━━━━━ DOCUMENT EXTRACT

Tramaine de Senna’s ever-evolving body of work bears witness to her intense relation with materials in a contest between subjects and their plastic forms.^2 She has developed an iconography of vivacity in her practice that traverses a variety of fields, mainly sculptural, while utilizing materials such as ceramics, textiles, paper, foam, and bronze.


Paraphrasing artist Hedwig Houben, “[...] in the end, the work is a representation of all the processes which emerge during the artistic process: the questions, doubts, and ideas,” de Senna is driven by the principle of λόγος/Logos: reason and creative order, the dynamic (and divine) process of wrestling within the plethora of potential and possibilities (chaos and confusion), to create patterns of order which manifest in form, being, and existence. 


Through the migration of forms, the construction of appearances, and how culture represents itself to reveal "the nature of the ambiguous presence"^3, she makes a visual and conceptual link, for example, between the physical manifestation of internalized violence and the formal qualities of certain hybrid plastic injection molded toys, equating both to the grotesque, monstrous, and gothic: deformed bodies indicative of tortured souls. Take for example the pop culture icon and monster Godzilla (1954) and its violent origin: its charred and scarred skin, like that of the desecrated people of Nagasaki and Hiroshima during WWII, and its radioactive flame-throwing powers amidst a scorched urban landscape, like the ignited flames and radioactive material from nuclear fallout. These cues are physical manifestations of the dehumanizing genocide of civilians from US Atomic bombs. Her forms are therefore analytical and emotive - an exercise in social dissection that inhabits a haunting formalism, heightened by tactility, bouts of scale, and a visceral use of texture and color.

━━━━━━━━━━
━━━━━ PROVIDED INFORMATION

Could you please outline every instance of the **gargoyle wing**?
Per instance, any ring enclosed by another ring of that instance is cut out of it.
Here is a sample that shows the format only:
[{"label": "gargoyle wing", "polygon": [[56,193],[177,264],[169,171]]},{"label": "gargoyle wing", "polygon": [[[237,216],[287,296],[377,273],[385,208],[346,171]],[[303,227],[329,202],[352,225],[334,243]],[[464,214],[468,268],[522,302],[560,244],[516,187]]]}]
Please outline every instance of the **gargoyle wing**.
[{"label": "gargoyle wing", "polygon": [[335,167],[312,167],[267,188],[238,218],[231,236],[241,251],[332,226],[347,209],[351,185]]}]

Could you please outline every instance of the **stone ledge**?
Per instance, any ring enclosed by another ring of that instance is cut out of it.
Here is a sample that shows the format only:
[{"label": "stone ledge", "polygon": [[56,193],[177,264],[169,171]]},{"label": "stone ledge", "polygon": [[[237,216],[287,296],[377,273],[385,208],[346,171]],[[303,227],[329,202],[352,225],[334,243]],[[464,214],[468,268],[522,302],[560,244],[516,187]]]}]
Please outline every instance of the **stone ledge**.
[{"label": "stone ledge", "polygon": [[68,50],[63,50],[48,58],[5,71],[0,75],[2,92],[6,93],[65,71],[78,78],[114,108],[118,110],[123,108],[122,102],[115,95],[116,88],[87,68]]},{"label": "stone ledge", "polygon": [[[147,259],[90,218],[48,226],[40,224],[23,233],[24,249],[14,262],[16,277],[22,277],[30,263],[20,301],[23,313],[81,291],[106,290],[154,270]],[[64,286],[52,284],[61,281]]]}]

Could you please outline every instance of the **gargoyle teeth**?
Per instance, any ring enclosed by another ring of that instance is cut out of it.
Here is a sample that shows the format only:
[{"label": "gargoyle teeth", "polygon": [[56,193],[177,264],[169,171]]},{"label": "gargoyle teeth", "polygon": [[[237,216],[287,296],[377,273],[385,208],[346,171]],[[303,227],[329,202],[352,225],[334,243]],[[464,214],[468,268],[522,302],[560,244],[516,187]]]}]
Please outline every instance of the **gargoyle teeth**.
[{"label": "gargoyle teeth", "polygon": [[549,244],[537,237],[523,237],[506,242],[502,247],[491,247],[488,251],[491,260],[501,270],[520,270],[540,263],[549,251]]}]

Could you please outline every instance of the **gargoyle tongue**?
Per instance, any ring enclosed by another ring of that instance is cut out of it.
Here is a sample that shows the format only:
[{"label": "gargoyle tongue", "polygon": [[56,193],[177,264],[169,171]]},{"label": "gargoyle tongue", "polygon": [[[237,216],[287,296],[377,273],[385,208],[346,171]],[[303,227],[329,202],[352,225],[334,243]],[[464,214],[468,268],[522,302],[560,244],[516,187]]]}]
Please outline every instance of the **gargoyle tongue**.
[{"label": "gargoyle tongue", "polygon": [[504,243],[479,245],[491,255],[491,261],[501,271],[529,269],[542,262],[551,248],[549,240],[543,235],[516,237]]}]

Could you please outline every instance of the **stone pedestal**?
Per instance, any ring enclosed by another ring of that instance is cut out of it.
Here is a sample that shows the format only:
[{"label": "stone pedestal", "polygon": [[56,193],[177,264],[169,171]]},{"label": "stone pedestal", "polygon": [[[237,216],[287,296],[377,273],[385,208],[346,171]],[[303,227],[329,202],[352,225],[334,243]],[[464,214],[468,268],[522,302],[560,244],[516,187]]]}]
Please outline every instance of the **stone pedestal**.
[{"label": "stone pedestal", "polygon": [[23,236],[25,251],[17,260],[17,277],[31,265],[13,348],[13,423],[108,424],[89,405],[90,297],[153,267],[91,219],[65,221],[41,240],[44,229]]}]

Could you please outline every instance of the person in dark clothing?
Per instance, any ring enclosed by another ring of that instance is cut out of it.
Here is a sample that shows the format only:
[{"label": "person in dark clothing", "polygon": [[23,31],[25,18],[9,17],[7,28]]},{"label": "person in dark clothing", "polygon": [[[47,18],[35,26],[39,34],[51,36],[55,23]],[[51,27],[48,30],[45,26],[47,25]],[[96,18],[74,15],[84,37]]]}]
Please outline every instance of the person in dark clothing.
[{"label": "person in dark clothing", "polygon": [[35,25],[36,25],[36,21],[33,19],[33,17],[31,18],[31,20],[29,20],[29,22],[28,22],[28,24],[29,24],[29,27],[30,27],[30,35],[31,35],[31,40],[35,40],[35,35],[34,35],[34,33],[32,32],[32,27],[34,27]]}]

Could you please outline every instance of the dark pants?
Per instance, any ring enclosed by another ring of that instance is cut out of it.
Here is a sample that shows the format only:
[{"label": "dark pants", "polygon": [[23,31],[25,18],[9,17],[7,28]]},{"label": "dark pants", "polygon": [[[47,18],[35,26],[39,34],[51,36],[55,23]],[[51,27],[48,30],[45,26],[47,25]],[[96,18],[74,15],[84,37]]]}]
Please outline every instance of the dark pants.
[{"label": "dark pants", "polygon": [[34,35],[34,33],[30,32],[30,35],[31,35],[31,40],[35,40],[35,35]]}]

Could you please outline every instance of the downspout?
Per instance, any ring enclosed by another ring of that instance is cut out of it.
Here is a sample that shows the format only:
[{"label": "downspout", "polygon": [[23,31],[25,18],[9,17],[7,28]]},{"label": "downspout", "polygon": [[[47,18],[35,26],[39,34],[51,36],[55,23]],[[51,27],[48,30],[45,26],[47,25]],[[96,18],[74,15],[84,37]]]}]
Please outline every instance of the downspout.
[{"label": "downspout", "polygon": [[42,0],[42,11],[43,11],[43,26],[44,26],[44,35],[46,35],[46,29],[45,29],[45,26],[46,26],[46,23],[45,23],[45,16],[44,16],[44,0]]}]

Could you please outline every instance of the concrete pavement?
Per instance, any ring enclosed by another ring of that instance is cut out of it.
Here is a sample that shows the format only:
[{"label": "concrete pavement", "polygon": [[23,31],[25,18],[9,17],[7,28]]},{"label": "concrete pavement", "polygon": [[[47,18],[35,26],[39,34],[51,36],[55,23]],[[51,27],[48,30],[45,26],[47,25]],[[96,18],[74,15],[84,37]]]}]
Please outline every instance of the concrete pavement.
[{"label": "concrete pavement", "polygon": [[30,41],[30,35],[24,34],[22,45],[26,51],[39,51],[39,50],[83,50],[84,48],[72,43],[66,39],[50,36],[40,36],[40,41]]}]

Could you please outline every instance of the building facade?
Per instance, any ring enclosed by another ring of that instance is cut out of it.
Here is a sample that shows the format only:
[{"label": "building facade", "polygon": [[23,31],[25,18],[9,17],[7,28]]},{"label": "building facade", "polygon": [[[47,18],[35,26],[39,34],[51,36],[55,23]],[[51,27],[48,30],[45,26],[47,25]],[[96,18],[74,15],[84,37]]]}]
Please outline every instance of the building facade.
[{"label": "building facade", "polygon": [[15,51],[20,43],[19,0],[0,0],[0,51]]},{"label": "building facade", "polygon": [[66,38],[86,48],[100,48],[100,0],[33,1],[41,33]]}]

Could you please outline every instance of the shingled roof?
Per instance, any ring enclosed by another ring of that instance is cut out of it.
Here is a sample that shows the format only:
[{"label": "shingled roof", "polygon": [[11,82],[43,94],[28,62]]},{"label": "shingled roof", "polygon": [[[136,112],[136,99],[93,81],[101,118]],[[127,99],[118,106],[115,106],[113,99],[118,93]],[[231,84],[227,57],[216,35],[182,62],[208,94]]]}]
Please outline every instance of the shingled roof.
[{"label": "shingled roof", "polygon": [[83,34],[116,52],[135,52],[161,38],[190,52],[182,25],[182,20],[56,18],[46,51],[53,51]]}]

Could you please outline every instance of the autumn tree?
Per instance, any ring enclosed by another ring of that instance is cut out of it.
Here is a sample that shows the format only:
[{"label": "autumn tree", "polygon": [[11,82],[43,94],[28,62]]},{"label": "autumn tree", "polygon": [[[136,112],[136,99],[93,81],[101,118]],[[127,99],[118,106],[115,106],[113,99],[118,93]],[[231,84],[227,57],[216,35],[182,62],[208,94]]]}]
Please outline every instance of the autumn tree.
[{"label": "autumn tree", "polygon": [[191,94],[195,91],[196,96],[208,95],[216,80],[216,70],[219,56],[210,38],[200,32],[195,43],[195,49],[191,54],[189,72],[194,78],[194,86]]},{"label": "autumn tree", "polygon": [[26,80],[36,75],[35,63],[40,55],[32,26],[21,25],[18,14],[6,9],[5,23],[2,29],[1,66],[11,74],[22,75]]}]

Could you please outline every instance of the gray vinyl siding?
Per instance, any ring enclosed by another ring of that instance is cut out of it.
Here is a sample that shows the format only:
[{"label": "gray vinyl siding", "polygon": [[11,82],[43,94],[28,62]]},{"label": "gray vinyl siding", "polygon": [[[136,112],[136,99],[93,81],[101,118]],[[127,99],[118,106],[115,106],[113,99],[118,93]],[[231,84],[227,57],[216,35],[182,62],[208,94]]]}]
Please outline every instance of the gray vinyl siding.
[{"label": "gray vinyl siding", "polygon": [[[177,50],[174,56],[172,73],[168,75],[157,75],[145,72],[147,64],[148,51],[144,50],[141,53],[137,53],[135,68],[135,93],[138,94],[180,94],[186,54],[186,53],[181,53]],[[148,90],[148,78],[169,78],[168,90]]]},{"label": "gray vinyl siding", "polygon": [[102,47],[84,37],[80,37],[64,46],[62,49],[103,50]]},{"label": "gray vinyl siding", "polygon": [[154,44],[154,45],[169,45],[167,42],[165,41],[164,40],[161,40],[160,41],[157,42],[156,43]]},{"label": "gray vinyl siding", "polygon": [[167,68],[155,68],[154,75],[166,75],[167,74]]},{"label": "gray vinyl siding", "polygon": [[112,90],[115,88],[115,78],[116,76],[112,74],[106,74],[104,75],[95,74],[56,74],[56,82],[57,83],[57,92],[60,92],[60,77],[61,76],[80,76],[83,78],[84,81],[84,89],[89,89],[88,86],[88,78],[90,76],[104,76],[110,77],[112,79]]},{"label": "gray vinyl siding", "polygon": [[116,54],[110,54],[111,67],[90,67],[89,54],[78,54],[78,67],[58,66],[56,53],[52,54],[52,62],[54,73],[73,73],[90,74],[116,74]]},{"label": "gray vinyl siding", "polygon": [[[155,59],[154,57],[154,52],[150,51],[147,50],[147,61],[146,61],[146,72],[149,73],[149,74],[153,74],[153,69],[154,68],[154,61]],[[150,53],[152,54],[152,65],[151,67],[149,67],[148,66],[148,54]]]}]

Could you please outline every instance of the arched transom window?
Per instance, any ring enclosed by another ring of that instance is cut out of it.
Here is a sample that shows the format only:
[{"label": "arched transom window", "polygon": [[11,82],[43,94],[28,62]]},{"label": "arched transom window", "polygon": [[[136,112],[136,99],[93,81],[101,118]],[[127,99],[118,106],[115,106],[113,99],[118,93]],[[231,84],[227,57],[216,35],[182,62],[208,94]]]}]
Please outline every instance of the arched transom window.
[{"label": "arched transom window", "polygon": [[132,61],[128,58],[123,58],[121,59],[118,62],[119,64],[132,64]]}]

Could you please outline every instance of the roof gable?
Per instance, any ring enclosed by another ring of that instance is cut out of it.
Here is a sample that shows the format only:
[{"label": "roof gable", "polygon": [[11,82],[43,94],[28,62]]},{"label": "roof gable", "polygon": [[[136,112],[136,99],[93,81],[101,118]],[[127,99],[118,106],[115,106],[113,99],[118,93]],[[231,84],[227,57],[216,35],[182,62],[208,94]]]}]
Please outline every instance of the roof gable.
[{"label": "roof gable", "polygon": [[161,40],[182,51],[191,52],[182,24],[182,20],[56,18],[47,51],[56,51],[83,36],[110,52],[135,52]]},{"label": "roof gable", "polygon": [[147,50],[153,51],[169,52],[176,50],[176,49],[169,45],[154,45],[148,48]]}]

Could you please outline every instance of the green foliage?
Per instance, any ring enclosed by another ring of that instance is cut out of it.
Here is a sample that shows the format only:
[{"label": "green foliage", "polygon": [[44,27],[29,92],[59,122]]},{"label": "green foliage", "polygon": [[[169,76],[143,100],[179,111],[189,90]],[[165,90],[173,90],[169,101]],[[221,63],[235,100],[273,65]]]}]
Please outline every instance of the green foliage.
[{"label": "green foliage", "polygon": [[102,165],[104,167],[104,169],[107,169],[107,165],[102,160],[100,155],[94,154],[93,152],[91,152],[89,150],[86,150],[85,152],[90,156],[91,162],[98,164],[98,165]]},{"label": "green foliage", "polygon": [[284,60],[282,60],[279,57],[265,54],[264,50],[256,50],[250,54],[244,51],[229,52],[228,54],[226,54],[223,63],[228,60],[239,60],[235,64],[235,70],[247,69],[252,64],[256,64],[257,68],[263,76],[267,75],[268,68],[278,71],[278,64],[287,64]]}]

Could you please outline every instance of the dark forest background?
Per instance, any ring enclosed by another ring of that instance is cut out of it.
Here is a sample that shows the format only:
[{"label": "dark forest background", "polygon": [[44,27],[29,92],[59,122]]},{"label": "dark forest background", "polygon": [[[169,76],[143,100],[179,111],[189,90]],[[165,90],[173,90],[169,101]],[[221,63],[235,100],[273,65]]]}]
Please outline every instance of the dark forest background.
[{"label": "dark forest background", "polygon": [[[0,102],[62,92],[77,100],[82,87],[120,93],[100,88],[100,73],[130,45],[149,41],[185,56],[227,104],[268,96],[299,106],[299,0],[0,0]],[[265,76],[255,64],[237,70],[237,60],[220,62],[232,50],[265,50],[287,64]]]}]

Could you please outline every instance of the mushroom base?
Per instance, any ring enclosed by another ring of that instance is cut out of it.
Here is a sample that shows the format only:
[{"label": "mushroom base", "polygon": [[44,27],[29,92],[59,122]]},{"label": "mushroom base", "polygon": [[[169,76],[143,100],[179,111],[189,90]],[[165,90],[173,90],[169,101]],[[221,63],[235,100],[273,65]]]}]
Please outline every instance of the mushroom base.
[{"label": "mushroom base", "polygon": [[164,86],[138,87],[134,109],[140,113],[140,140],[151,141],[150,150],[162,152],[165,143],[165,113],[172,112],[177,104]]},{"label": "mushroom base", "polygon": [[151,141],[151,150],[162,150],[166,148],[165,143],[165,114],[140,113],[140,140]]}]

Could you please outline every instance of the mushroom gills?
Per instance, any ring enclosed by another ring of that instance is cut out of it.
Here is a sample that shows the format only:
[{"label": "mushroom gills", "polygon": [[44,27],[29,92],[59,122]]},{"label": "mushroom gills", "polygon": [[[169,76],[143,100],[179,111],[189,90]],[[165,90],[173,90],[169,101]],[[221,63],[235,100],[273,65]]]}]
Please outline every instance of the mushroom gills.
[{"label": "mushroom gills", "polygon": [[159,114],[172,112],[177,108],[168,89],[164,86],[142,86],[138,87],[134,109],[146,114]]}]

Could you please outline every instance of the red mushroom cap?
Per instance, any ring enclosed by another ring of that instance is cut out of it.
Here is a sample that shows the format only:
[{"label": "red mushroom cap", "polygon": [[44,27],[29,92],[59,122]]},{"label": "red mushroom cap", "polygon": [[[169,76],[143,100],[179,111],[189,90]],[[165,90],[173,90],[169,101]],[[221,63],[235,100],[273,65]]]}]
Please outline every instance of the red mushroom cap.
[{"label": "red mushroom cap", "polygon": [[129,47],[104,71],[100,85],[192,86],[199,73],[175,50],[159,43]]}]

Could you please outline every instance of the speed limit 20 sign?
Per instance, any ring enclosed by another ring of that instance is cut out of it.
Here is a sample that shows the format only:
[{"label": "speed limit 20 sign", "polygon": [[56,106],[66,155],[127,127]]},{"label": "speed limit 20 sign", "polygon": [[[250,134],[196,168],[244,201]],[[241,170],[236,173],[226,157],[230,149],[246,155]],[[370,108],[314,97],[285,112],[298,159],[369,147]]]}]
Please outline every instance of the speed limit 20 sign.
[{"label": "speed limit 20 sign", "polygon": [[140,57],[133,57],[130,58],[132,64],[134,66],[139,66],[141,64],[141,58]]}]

━━━━━━━━━━

TASKS TO PERFORM
a - In the essay on Tramaine de Senna's work, which materials does she use?
b - Write the next part of the essay on Tramaine de Senna's work, starting after its final sentence.

FINAL ANSWERS
a - Ceramics, textiles, paper, foam, and bronze.

b -
___

1. Semper, Gottfried. Die vier Elemente der Baukunst. 1851

2. Blackwood, Michael. Philip Guston: A Life Lived. 1981

3. Verwoert, Jan. Living with Ghosts. 2007 

“[There is an] absurd dimension [within the] objects [of] Tramaine’s work [...] I’ve become concerned with their idea and function as fetishes. This concern comes from the impression these objects are giving me, of how much charged they are; charged with a parallel existence - their parallel existence. We tend to give to fetishes only the dimension that is connected to sexuality, though besides this dimension, comes the religious one, and also what Marx described of the commercial object becoming a fetish in capitalism. Whatever the aspect may be, fetishes are objects that have become charged and connected to something and through that they give a highly absurd feeling. The same takes place to Tramaine’s objects, as they become so much charged by the connotations and the parallelisms they bear, that at the end they become stripped from everything else - even themselves. They become pure existences of the charge, in the form of appearances, facades, and fetishes.”